*** Begin section ***

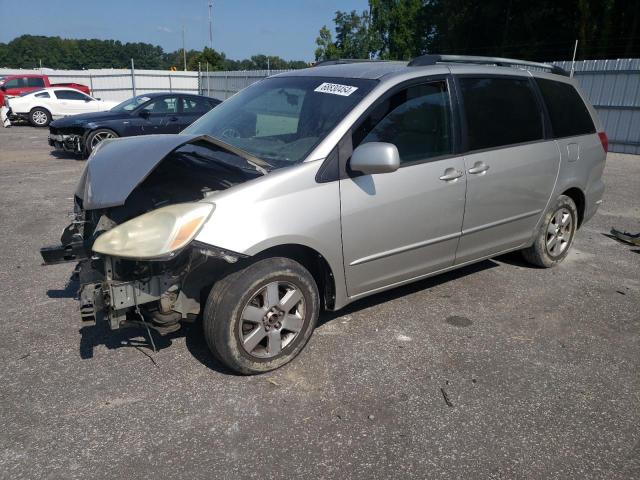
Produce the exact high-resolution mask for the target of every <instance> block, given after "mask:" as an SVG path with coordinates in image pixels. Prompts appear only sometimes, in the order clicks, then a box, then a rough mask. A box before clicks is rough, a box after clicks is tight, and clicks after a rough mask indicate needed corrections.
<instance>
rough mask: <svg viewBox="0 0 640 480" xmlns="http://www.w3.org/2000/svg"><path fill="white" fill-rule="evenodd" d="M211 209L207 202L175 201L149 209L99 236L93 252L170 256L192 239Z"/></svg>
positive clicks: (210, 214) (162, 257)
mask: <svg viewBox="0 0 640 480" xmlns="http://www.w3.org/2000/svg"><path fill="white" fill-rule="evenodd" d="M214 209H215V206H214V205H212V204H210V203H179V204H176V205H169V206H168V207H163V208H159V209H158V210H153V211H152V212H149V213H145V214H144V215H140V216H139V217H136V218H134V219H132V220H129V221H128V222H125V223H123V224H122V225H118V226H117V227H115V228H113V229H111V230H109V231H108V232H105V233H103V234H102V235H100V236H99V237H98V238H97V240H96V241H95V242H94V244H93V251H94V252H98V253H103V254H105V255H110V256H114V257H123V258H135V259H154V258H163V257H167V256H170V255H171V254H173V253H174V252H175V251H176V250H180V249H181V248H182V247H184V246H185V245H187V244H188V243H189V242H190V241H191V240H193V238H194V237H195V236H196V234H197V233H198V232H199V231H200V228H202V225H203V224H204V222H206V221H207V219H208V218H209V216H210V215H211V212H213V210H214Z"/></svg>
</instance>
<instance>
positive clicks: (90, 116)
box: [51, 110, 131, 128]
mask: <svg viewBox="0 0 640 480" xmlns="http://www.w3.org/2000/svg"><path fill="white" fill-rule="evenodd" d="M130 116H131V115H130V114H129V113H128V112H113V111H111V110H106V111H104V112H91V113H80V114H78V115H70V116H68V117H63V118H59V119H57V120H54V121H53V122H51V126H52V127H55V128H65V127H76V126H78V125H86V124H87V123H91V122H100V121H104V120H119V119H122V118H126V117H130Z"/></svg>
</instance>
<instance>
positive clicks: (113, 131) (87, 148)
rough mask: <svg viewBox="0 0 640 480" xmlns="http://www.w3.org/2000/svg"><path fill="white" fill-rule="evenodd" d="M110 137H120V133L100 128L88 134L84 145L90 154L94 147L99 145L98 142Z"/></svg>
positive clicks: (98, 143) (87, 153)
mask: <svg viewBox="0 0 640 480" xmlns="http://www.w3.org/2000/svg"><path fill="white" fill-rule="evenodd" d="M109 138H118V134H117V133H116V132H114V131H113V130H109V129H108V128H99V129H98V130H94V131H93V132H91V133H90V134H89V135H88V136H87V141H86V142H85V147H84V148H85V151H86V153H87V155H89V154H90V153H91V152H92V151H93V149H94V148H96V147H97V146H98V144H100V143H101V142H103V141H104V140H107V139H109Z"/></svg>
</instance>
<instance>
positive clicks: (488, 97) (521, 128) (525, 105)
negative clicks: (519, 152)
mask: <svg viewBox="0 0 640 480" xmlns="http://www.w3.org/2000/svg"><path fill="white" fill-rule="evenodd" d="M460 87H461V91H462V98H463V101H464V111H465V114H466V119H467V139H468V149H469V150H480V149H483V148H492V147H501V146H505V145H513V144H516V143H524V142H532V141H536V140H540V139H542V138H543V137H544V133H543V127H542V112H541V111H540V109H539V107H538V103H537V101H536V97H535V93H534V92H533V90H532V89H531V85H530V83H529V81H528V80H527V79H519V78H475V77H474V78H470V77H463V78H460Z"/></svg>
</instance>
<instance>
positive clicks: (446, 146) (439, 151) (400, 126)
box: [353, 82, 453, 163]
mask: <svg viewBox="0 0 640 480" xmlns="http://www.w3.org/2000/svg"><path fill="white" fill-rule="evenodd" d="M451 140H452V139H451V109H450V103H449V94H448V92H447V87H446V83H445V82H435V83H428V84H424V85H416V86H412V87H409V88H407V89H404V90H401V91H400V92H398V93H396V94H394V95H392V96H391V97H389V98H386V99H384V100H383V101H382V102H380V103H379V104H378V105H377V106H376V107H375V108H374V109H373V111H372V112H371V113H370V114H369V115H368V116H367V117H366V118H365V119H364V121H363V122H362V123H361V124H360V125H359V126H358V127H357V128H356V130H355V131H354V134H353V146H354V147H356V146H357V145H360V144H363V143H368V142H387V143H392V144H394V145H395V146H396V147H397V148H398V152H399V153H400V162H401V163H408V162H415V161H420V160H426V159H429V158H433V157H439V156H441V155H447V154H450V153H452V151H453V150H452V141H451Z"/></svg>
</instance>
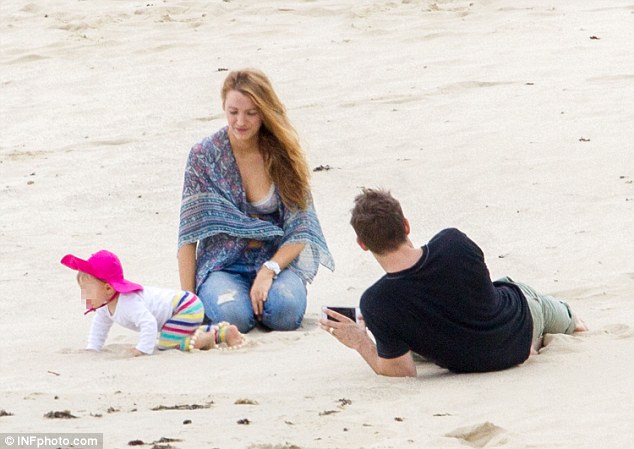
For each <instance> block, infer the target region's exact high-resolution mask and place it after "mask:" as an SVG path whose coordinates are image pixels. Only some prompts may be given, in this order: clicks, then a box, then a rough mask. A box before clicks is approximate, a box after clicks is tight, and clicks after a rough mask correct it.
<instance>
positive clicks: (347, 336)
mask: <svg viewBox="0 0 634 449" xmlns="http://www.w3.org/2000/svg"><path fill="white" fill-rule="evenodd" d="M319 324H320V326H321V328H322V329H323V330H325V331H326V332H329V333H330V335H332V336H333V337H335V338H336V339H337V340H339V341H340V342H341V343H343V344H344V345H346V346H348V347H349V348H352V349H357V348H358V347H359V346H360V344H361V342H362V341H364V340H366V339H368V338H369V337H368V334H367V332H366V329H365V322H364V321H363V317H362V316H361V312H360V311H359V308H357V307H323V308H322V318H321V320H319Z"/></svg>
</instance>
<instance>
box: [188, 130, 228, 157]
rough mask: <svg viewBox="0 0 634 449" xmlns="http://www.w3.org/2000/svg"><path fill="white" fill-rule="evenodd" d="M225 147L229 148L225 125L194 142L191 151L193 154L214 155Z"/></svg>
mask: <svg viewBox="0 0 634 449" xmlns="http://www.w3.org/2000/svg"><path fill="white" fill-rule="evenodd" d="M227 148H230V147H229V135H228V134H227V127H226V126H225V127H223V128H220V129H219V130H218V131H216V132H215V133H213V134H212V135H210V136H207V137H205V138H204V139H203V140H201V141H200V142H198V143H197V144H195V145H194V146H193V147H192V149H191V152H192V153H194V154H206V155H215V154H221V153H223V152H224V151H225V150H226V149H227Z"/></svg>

*** End section ***
*** Begin section ***

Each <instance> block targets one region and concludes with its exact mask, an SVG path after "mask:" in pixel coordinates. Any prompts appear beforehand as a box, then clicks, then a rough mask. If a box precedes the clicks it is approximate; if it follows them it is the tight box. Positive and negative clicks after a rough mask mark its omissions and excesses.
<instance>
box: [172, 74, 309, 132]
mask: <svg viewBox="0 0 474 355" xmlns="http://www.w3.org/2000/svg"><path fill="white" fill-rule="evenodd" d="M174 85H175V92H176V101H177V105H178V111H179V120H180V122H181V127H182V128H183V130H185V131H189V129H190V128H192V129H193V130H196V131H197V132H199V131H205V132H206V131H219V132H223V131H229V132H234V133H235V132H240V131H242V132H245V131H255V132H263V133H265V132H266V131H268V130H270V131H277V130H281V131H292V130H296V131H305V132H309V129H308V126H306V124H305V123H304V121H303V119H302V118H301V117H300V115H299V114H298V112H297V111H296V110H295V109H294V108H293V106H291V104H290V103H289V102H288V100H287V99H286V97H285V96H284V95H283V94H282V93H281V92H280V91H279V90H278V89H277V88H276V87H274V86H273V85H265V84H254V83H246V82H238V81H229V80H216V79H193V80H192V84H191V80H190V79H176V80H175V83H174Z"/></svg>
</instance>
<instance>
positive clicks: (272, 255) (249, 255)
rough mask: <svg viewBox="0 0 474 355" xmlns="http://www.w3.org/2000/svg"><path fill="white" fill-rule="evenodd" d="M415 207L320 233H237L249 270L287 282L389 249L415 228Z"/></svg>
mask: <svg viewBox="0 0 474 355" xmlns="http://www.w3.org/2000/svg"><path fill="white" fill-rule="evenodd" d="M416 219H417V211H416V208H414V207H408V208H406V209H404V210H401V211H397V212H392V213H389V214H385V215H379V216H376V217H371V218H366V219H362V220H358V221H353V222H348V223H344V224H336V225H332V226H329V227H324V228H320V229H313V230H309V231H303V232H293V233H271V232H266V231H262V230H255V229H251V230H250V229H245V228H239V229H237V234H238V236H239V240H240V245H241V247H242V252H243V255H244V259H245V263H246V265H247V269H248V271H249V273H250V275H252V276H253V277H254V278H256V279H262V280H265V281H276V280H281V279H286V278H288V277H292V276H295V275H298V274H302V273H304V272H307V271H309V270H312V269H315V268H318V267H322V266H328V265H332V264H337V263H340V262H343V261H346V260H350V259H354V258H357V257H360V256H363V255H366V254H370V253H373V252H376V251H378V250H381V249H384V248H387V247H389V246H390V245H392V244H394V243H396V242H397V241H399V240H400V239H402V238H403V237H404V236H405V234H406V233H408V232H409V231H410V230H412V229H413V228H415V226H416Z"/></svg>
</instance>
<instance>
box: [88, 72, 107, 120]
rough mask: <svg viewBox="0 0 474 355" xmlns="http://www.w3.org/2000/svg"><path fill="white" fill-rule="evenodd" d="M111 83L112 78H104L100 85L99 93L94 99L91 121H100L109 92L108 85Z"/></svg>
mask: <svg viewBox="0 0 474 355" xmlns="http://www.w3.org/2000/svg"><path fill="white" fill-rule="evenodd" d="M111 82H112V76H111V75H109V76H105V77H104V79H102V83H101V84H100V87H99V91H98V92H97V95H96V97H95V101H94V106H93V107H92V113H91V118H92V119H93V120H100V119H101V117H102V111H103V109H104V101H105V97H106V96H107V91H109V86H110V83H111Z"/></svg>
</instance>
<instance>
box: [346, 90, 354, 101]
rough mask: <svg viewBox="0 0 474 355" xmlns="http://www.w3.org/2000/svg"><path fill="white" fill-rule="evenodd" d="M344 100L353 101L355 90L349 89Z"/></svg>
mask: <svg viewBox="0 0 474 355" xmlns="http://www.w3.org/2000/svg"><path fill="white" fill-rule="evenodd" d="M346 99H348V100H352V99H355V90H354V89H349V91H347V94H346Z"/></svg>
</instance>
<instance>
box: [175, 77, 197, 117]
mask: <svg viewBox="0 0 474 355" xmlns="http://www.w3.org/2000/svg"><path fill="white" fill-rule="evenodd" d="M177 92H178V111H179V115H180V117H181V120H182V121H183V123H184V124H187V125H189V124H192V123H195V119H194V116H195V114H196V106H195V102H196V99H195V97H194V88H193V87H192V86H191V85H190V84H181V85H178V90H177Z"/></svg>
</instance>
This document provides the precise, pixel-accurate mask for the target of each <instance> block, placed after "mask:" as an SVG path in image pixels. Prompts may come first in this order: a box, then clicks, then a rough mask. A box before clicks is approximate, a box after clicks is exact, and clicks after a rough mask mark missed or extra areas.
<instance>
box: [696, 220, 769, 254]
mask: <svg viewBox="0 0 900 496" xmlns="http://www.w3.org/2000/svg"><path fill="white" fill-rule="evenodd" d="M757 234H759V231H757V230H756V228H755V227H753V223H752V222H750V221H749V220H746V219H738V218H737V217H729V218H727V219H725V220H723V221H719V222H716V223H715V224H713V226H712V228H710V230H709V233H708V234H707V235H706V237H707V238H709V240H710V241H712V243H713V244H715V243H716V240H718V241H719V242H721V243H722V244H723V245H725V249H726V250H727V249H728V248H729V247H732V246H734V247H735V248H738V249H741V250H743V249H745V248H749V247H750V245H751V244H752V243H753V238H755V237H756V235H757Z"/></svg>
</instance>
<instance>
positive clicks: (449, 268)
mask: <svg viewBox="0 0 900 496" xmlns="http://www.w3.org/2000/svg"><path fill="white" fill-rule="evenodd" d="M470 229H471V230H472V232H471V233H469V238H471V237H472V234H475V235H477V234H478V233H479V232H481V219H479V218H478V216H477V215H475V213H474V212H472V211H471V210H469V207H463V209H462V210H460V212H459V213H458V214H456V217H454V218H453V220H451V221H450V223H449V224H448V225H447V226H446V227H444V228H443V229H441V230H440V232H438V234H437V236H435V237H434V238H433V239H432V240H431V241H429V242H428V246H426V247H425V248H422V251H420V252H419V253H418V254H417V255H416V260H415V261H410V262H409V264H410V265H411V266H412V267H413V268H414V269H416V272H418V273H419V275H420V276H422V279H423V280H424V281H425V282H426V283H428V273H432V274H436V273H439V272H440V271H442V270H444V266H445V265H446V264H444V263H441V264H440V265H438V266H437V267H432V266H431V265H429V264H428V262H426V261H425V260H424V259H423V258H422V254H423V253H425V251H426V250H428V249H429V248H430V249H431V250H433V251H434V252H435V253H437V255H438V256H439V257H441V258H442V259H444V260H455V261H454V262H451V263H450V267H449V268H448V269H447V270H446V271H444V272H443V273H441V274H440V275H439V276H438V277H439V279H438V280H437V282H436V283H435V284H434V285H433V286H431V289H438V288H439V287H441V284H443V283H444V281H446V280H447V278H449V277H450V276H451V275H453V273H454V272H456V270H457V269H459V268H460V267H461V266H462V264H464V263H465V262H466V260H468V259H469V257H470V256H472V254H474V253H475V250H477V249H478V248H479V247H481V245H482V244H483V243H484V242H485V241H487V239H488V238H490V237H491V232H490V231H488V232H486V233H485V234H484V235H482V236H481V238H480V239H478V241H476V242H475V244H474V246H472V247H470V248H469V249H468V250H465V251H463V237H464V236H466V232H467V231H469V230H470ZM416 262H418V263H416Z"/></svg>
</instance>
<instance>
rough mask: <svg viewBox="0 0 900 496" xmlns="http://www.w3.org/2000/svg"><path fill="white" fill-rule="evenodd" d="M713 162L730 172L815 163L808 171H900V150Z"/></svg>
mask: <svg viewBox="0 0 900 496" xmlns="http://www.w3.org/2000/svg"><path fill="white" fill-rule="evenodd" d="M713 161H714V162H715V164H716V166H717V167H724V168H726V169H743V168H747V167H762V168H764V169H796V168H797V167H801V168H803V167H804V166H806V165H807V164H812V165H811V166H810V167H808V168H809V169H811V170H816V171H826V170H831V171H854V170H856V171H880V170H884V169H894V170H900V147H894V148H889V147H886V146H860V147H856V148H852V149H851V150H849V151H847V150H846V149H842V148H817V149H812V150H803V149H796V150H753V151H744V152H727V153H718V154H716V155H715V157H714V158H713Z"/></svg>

*** End section ***

Show each line of the records that contains the word "negative", copying every such line in full.

negative clicks: (519, 152)
Each <instance> block targets one region and concludes with its exact mask, an SVG path after "mask:" in pixel coordinates. Any prompts appear beforehand as a box, then clicks, then a rough mask. If a box precedes the clicks it is approximate; if it follows them it is the tight box. Positive and negative clicks after a rough mask mark its omissions and excesses.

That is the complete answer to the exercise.